◆ **Teks Bacaan**
= = = = =

Selasa, 23 Juni 2020

Sejarah sastra (perkembangan sastra cyber)

Nama : Firda A'inanil Asyrofah
Nim  : 196151039


PERKEMBANGAN SASTRA CYBER
Karya sastra memang mengandung esensi dasar komunikasi, yaitu penyampaian pesan (dari pengirim pesan ke penerima pesan). Secara garis besar komunikasi tersebut dilakukan melalui; a) interaksi sosial, b) aktivitas bahasa (lisan atau tulisan), dan c) mekanisme teknologi (ratna,2007). Selain itu karya sastra juga memungkinkan terjadinya dialog kultural yang merupakan persemaian dari munculnya bentuk-bentuk kebudayaan baru.

= = = = =

◆ **Catatan Tersimpan**

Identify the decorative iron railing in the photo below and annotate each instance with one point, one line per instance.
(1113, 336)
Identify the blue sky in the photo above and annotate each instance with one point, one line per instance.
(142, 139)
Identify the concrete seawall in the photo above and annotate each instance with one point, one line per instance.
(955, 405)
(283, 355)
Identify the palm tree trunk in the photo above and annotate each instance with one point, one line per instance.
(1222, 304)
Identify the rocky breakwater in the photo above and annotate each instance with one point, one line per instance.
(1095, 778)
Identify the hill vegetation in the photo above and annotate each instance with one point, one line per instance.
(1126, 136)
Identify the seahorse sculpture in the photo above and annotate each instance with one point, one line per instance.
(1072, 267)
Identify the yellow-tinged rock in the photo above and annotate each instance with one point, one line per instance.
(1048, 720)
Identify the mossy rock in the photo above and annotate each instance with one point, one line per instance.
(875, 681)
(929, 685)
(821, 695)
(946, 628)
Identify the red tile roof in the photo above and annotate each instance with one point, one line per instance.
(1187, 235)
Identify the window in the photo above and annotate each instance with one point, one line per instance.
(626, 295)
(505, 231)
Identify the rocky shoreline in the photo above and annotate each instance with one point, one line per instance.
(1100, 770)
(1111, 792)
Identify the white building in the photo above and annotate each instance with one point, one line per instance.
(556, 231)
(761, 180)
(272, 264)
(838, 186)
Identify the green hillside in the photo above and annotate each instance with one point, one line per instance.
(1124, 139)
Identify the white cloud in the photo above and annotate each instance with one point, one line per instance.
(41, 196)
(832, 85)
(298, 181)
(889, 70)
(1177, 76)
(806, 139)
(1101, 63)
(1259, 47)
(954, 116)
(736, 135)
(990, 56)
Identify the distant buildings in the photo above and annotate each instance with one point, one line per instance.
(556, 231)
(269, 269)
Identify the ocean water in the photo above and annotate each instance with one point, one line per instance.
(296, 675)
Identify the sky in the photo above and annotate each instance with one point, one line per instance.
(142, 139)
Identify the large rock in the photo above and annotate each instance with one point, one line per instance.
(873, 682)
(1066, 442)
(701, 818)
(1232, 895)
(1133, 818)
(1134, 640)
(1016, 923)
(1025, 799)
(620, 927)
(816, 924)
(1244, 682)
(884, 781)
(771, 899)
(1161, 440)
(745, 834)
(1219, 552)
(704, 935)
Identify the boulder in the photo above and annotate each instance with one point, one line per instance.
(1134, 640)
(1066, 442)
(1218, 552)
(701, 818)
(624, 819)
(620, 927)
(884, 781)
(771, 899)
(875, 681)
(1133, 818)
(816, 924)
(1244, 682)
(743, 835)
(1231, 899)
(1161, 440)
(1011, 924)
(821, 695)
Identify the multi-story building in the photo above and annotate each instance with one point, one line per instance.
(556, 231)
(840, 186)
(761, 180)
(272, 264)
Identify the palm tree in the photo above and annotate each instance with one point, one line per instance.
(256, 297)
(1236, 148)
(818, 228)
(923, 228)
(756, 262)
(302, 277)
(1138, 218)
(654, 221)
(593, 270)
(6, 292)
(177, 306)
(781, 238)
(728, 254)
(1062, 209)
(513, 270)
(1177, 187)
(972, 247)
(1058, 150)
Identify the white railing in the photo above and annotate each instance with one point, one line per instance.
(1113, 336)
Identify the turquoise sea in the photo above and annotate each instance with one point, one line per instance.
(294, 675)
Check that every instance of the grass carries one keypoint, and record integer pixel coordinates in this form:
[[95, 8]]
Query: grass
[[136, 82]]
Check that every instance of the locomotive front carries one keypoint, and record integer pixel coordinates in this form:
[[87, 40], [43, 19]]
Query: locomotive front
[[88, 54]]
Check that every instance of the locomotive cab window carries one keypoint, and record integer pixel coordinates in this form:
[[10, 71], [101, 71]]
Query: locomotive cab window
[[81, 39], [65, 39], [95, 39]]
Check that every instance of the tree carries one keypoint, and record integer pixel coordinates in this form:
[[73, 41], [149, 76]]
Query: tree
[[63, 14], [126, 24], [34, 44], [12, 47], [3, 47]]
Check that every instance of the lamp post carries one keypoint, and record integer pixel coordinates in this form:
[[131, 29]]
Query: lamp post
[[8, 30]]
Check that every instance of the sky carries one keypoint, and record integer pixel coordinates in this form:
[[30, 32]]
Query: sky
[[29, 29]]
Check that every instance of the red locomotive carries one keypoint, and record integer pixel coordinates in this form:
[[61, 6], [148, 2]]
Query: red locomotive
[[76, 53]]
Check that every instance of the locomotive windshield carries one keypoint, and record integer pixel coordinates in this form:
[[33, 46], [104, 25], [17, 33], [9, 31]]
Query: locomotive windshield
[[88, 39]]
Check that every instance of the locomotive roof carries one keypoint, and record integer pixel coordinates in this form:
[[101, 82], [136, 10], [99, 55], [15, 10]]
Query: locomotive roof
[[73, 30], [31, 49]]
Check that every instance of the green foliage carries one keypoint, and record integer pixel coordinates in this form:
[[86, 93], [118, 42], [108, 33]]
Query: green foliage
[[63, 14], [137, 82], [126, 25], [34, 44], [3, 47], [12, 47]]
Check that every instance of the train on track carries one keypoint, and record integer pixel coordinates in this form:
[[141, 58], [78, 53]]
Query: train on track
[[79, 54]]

= = = = =

◆ **Soal Latihan**
A. Tentukan apakah tiap pernyataan berikut sesuai dengan teks tentang perkembangan sastra cyber. Jawab ya atau tidak, lalu kutip kata-kata dari teks yang menjadi dasarnya.
(i) Karya sastra mengandung esensi dasar komunikasi, yaitu penyampaian pesan.
(ii) Menurut teks, komunikasi itu dilakukan hanya melalui aktivitas bahasa lisan.
(iii) Dialog kultural disebut sebagai persemaian munculnya bentuk-bentuk kebudayaan baru.
B. Sambung teks tentang perkembangan sastra cyber, mulai dari setelah kalimat terakhirnya.
Catatan yang tercantum di sini diambil dari sumber lain.

◆ **Jawaban Tiap Soal**
A.
(i) Ya: "Karya sastra memang mengandung esensi dasar komunikasi, yaitu penyampaian pesan"
(ii) Tidak: "a) interaksi sosial, b) aktivitas bahasa (lisan atau tulisan), dan c) mekanisme teknologi"
(iii) Ya: "dialog kultural yang merupakan persemaian dari munculnya bentuk-bentuk kebudayaan baru"

B.
Karya sastra sangat berkaitan dengan kedudukannya sebagai produk kebudayaan yang telah melewati perkembangan umat manusia dari setiap jaman, mulai dari jaman lisan (yaitu jaman ketika cerita dan mitos disampaikan dari mulut ke mulut), jaman tulisan, tradisi, cetak, dan sampai saat ini di jaman era teknologi informasi sudah semakin canggih. Fenomena sastra cyber di Indonesia sepertinya membutuhkan perhatian yang lebih besar lagi, karena sastra cyber dipercaya dapat berkontribusi bagi perkembangan kesusastraan di indonesia. Tidak hanya itu keberadaan sastra cyber juga dipercaya sebagai refleksi realitas dinamika masyarakat yang ada. Masyarakat yang senantiasa bergerak kearah yang lebih modern juga ikut memberikan kontribusi bagi kemunculan sastra cyber dengan mengikuti perkembangan teknologi komputer dan internet yang ada.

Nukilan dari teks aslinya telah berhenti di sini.